__Task 1__:
Reproduce the passage of the Syria chemical weapons article that starts at "On the shipment" and ends at "UN News Service.".
__Task 2__:
Go on with the article on Syria's missed chemical weapons removal deadline, picking up after its final sentence.

__Given passage__:

Syria Misses Chemical Removal Deadline

Daniel Horner

Syria missed an April 27 deadline for removal of its chemical weapons materials, with about 8 percent of its declared arsenal of 1,300 metric tons reportedly remaining to be shipped out of the country or destroyed domestically.

Also in late April, the Organisation for the Prohibition of Chemical Weapons (OPCW) announced it would investigate allegations of chlorine use in recent weeks in the area near the Syrian village of Kafr Zita.

On the shipment of materials out of the country, Sigrid Kaag, the special coordinator of the joint mission by the OPCW and the United Nations to oversee the removal and destruction effort, said it was the mission’s “hope and expectation” that Syria “will take the final step very soon,” according to the UN News Service.

The news service, reporting on an April 27 press briefing by Kaag in Damascus, cited a figure of 92.5 percent completion for the removal and destruction effort. In recent comments, U.S. officials have used similar figures. At an April 28 press briefing, State Department spokeswoman Jen Psaki said, “With our international partners, we’re going to continue to press the regime to live up to its obligations, including by removing the remaining 8 percent.”

Syria is responsible for collecting the chemicals from sites across the country and bringing them to its Mediterranean port of Latakia. From there, an international convoy takes them away from Syria. Most of the highest-priority chemicals eventually will be transferred to the MV Cape Ray, a U.S. vessel carrying two mobile units that will neutralize the chemicals while the ship is in international waters.

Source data
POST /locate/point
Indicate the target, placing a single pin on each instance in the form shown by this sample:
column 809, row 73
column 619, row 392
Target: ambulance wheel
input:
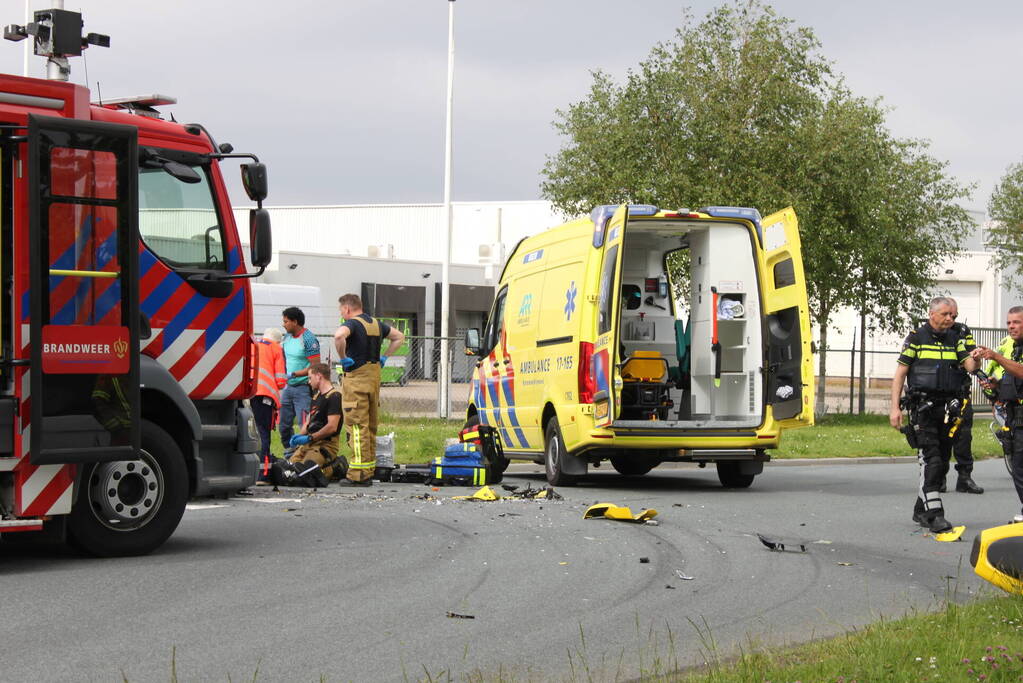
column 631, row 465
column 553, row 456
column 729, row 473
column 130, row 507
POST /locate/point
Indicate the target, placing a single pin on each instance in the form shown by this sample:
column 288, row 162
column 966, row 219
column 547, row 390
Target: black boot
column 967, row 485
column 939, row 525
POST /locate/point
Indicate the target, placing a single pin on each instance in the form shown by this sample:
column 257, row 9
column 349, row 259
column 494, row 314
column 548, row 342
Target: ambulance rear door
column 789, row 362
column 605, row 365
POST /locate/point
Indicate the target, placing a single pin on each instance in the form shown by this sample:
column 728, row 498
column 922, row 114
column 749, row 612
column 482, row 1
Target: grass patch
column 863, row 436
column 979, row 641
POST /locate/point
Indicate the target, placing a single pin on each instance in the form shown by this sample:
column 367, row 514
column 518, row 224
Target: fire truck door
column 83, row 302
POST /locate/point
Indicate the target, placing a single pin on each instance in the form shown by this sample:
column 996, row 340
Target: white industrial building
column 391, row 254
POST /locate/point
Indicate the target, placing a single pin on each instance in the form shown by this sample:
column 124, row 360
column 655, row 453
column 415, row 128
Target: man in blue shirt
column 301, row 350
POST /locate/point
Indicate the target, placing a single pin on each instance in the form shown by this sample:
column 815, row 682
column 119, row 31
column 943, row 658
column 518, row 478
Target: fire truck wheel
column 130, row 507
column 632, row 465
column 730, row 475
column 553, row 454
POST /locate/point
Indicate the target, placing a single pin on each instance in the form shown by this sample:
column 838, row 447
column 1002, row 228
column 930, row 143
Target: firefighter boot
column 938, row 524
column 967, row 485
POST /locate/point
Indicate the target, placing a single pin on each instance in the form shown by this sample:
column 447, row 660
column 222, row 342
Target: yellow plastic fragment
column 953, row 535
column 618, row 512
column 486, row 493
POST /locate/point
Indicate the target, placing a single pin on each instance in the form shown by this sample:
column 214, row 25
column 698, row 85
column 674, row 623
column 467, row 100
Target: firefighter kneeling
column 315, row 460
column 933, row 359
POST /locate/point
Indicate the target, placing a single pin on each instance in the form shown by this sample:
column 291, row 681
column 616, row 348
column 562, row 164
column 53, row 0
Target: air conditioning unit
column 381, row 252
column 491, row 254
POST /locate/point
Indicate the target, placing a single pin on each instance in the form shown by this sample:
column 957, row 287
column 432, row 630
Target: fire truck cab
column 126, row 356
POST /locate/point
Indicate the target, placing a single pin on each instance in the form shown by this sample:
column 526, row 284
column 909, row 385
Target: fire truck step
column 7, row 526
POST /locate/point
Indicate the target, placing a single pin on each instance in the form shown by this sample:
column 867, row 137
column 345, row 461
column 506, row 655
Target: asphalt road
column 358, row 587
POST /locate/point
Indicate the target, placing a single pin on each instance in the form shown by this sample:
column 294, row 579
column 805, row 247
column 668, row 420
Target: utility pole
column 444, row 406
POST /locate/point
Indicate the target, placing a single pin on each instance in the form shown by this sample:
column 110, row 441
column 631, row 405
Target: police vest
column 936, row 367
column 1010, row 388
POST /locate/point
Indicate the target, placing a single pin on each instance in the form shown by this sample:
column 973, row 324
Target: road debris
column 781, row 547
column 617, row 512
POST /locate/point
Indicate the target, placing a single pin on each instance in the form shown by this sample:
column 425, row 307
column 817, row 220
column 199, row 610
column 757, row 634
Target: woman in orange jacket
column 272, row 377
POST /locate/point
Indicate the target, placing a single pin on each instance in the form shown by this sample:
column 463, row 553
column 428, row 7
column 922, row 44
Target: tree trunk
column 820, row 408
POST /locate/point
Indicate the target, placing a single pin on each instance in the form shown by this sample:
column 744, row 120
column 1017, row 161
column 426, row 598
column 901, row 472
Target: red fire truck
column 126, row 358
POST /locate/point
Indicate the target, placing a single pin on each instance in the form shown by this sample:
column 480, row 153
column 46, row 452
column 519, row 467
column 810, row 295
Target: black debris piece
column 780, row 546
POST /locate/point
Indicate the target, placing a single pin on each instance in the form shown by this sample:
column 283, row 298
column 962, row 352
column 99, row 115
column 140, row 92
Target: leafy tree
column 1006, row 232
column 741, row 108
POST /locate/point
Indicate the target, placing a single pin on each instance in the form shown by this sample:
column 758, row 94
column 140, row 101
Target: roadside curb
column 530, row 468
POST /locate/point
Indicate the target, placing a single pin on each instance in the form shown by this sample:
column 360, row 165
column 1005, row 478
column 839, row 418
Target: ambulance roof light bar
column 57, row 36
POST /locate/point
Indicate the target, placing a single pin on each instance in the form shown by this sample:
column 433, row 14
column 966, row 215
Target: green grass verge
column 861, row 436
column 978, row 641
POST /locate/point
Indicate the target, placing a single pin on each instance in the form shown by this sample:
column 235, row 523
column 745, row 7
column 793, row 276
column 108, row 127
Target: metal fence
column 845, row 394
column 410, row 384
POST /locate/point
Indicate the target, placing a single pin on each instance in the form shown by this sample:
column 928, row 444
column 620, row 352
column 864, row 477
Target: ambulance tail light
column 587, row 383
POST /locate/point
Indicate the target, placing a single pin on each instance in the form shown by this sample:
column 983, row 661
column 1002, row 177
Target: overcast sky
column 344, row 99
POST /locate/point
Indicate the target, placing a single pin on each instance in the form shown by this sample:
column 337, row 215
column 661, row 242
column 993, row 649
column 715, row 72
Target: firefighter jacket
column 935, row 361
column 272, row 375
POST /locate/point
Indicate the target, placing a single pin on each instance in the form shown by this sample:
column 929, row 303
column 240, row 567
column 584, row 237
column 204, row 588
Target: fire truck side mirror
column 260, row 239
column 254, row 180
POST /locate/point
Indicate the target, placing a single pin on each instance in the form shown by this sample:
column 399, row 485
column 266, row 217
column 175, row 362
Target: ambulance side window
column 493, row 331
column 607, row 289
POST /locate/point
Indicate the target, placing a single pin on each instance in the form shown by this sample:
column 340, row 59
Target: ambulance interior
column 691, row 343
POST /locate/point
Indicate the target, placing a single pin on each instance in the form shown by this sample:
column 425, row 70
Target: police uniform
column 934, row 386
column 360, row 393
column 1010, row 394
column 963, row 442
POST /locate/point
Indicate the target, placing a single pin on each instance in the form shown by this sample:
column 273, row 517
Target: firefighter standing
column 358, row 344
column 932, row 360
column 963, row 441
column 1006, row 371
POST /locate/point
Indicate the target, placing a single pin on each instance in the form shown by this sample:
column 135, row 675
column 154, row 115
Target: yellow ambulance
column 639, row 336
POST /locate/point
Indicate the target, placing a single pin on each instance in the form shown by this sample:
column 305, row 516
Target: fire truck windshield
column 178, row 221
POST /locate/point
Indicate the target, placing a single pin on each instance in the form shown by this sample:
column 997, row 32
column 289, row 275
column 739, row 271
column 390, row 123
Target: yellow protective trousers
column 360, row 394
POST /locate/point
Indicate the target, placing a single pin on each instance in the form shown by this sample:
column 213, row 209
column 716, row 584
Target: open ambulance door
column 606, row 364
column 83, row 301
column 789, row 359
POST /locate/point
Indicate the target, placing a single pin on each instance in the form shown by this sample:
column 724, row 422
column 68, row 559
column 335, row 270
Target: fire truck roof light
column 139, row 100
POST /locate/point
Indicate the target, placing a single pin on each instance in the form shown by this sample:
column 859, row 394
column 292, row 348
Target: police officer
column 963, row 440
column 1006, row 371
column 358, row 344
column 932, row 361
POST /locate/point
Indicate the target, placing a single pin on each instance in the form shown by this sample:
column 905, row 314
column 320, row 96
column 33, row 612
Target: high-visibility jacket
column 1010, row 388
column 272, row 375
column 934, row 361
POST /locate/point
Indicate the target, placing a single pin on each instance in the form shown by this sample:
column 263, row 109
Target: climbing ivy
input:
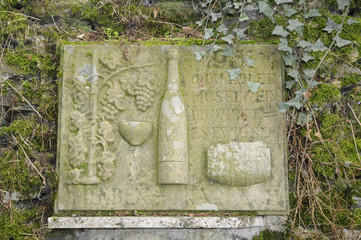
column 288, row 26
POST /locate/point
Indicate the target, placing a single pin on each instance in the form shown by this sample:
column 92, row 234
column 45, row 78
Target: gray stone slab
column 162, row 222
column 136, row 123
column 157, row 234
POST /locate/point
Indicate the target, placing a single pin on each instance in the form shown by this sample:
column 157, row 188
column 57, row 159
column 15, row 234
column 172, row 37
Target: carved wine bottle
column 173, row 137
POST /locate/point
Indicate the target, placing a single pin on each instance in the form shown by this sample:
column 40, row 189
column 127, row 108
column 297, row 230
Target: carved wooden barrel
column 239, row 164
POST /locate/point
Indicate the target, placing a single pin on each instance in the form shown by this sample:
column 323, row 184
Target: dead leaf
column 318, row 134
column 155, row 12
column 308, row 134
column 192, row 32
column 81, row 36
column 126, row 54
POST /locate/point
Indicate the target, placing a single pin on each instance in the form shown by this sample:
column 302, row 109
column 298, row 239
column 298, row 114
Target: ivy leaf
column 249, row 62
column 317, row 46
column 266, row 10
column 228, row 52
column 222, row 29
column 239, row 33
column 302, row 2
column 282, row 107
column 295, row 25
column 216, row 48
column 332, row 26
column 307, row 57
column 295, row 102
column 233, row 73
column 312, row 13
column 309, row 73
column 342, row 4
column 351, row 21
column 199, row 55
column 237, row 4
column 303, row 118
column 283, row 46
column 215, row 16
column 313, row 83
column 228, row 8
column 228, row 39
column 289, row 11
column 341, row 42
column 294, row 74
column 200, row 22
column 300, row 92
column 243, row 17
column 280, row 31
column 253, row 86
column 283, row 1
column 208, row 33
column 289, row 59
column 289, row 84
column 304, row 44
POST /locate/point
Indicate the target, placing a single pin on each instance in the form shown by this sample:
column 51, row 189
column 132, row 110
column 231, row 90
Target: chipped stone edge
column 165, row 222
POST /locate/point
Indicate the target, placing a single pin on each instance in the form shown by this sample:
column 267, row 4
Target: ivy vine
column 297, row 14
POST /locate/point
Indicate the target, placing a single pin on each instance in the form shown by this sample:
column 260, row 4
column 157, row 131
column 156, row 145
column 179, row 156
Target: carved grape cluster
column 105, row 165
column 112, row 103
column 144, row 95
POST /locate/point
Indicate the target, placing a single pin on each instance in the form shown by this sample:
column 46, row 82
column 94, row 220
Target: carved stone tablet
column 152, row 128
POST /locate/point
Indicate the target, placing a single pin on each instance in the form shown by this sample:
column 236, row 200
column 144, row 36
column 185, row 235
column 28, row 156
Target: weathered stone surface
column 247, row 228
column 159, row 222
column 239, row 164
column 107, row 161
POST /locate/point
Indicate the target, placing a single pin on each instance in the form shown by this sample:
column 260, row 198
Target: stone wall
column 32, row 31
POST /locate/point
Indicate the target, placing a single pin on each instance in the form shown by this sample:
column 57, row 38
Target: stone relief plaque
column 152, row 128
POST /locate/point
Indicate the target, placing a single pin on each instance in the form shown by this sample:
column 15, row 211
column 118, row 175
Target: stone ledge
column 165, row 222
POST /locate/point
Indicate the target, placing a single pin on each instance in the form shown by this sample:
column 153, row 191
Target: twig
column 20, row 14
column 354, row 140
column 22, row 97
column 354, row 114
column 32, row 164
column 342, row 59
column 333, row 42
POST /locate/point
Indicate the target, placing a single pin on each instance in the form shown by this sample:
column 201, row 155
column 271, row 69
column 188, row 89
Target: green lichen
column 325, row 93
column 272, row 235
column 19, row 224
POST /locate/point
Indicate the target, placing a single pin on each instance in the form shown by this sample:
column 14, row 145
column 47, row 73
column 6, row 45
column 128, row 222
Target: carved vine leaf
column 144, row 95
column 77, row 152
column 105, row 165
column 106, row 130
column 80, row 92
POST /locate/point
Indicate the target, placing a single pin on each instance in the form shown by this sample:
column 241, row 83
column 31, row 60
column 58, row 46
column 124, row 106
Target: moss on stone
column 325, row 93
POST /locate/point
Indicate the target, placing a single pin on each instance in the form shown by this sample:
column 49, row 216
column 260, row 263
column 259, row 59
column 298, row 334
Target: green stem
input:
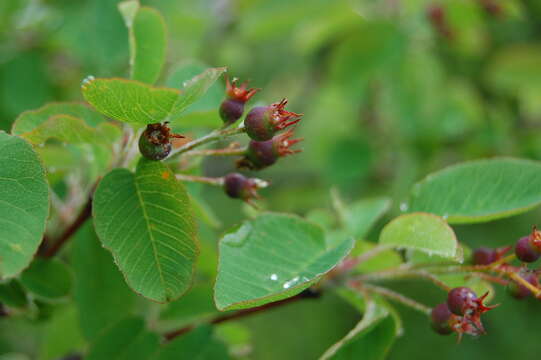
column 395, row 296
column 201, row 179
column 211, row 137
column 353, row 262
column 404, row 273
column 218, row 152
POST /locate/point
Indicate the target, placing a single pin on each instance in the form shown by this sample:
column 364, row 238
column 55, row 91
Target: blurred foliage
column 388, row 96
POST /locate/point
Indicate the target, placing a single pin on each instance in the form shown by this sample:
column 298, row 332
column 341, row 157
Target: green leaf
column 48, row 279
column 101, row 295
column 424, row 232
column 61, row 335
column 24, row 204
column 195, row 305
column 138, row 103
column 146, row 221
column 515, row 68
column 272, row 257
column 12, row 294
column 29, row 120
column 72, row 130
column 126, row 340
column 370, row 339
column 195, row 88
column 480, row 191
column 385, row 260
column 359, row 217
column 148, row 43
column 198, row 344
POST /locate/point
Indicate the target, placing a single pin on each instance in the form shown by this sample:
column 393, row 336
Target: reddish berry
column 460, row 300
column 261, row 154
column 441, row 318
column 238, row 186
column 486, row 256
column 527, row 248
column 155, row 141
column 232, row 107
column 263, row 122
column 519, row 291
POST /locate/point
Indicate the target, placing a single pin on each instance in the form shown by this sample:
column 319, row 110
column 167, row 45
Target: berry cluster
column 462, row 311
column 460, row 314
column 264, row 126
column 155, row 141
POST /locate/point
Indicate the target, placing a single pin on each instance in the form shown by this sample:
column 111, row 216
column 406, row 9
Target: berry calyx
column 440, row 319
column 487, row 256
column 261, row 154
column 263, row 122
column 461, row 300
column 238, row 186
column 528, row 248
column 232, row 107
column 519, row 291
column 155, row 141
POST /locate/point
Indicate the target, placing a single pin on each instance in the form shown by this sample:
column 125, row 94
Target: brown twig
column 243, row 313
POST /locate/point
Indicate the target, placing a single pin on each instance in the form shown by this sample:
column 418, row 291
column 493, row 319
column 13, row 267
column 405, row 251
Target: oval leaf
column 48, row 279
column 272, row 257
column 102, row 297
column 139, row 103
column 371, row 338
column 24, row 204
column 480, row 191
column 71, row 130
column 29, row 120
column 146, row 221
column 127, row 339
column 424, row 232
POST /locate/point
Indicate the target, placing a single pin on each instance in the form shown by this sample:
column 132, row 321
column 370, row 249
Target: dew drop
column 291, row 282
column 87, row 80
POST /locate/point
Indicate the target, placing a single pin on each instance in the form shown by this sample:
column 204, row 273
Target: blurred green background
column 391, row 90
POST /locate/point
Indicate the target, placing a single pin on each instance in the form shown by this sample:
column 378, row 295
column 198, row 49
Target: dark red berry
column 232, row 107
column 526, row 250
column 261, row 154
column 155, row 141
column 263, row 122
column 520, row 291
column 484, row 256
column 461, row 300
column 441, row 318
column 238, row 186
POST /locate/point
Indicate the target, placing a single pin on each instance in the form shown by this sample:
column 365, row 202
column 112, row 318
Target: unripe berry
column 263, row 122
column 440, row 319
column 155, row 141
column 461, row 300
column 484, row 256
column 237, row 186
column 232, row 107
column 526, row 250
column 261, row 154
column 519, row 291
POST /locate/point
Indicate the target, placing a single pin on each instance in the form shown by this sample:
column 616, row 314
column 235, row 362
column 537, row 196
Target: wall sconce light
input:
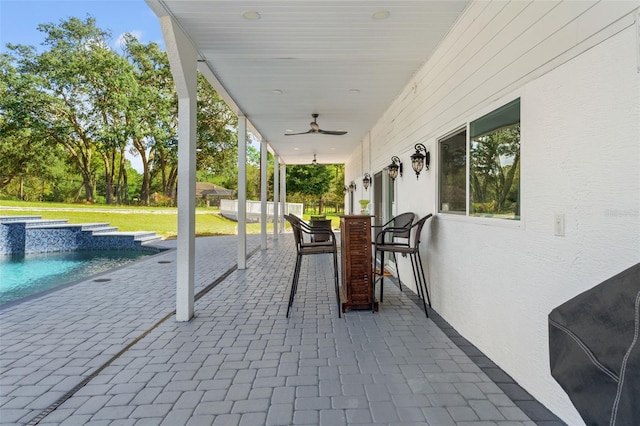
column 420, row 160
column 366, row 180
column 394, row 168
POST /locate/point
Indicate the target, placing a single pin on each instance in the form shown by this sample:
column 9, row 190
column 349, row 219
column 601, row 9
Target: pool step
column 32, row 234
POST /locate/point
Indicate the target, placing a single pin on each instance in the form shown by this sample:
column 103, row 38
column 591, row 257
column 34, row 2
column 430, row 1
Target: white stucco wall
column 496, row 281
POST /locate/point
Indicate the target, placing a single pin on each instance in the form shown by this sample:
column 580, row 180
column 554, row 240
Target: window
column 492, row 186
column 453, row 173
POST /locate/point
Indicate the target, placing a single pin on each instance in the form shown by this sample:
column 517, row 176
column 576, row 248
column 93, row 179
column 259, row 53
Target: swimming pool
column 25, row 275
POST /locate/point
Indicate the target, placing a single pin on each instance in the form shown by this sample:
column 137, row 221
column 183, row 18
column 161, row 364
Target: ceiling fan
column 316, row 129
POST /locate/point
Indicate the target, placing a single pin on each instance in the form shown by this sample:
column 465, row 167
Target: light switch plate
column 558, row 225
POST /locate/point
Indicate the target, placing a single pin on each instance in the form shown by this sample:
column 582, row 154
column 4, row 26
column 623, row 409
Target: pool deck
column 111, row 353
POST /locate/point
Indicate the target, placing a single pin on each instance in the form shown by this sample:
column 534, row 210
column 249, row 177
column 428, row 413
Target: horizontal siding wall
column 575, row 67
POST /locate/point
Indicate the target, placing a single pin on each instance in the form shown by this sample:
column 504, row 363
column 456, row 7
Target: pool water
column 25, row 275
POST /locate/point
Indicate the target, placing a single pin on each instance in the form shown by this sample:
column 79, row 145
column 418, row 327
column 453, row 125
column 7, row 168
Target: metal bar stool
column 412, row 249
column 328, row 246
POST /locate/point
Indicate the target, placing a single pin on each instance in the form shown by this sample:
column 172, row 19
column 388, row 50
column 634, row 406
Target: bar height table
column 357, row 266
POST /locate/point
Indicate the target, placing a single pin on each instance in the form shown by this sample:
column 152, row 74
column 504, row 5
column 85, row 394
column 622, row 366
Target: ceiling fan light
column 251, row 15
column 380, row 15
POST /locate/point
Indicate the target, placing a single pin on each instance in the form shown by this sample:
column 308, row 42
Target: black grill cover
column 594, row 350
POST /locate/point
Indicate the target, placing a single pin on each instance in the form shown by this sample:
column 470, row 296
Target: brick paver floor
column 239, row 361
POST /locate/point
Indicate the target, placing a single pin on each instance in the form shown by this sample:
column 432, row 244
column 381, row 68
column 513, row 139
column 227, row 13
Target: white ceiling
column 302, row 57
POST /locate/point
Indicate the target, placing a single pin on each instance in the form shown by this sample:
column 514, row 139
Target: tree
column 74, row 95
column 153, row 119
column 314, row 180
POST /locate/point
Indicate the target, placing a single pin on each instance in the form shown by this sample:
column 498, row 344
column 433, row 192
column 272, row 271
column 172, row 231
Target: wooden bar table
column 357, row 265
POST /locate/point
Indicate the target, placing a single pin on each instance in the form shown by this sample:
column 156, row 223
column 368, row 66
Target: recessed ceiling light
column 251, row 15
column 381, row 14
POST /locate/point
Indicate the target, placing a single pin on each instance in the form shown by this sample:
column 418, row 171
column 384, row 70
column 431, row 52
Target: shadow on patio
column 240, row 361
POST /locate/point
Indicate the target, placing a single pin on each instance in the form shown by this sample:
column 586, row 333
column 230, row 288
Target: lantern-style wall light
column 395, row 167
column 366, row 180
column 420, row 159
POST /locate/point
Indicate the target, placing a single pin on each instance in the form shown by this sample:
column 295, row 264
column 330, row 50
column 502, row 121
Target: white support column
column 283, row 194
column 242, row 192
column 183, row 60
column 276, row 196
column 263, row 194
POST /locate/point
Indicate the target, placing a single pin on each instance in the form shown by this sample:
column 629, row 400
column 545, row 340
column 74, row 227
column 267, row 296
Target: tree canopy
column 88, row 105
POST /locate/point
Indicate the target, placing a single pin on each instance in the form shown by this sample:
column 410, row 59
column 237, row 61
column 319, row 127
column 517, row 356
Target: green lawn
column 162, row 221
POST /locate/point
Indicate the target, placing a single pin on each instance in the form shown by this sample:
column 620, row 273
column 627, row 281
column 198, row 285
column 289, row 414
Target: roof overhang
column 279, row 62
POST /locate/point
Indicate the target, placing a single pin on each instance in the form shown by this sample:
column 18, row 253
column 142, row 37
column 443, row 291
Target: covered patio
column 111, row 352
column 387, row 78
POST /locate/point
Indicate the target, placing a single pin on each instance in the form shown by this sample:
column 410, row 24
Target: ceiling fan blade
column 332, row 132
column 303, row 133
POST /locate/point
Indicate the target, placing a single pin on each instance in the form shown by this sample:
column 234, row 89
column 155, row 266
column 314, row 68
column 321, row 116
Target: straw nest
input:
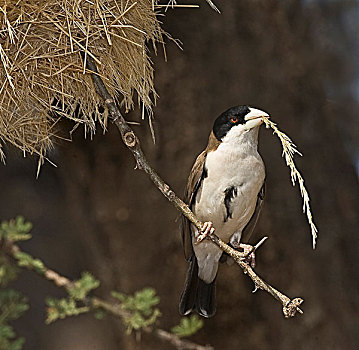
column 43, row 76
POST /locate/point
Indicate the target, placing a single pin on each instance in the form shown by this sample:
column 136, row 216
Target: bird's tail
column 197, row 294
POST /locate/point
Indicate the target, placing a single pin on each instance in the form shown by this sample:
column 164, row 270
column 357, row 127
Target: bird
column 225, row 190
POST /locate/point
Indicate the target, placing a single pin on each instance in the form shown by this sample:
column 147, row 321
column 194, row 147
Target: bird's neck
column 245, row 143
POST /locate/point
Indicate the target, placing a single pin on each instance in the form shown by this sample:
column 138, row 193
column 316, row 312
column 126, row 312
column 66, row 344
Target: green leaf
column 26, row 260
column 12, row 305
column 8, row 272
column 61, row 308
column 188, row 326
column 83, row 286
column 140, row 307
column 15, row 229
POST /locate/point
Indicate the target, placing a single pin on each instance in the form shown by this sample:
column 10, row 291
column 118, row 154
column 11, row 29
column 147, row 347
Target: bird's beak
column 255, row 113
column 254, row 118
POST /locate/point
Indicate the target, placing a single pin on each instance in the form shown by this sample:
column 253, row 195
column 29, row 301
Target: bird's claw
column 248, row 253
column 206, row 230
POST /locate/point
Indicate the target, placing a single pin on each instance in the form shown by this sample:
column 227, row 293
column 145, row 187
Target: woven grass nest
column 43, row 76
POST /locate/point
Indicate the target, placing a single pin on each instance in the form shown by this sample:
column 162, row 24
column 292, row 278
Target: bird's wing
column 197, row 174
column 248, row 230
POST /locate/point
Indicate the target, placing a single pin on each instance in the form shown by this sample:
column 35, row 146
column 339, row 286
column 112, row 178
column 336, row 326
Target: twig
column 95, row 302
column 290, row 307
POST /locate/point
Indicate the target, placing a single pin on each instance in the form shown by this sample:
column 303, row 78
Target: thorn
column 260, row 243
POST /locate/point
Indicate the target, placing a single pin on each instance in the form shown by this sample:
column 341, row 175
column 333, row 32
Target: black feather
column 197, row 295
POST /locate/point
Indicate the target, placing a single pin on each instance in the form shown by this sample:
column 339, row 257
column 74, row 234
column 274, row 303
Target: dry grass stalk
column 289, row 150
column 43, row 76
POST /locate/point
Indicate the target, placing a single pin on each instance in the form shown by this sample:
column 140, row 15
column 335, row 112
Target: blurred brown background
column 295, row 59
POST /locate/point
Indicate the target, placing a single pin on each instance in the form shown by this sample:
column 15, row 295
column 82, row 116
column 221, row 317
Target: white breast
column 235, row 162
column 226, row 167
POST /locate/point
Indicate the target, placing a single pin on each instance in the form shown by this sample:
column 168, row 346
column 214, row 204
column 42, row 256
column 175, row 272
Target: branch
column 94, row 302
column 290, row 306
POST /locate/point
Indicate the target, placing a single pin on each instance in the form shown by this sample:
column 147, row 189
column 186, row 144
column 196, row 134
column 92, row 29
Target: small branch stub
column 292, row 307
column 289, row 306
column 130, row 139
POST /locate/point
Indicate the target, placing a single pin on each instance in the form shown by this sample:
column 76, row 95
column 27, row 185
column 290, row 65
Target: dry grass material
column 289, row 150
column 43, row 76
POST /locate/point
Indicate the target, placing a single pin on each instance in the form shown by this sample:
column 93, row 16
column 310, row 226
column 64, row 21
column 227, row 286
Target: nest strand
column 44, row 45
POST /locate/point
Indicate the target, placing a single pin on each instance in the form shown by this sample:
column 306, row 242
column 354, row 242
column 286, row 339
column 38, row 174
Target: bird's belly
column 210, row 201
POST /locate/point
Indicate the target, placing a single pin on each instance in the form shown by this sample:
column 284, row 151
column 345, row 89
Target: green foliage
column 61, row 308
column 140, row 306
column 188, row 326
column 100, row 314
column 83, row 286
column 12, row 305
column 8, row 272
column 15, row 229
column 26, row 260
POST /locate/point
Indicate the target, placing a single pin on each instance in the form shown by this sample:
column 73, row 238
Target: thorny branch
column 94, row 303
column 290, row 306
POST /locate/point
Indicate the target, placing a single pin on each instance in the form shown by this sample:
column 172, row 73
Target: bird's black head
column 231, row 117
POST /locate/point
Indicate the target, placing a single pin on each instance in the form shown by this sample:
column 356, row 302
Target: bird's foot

__Task result 1__:
On the shipment of materials out of the country, Sigrid Kaag, the special coordinator of the joint mission by the OPCW and the United Nations to oversee the removal and destruction effort, said it was the mission’s “hope and expectation” that Syria “will take the final step very soon,” according to the UN News Service.

__Task result 2__:
Statements by OPCW and U.S. officials in late April suggested that the remaining chemical weapons material was located at a single site, but they did not name the site.

Under a schedule set last November by the OPCW Executive Council, the highest-priority materials were supposed to leave the country by Dec. 31. All other materials that are part of the overseas destruction program were to leave by Feb. 5. The rest of the chemical agents that Syria declared were to be destroyed within the country.

The removal dates were set with an eye to a June 30 deadline for destruction of the chemical agents. That timetable was established last September by the Executive Council and the UN Security Council. (See ACT, October 2013.) After Syria missed the December and February deadlines, officials from the OPCW, the UN, and key countries in late February and early March negotiated a revised schedule, setting April 27 as the deadline.

The Long View

In an April 28 e-mail to Arms Control Today, Jean Pascal Zanders, director of The Trench, a consultancy on disarmament issues, expressed some doubt that the June 30 deadline would be met. Nevertheless, he said, “[i]f this operation is completed successfully in the near future, and we look back upon the past months in a year or two, the missed deadlines will feature only as minor bumps along the road in the final narrative.”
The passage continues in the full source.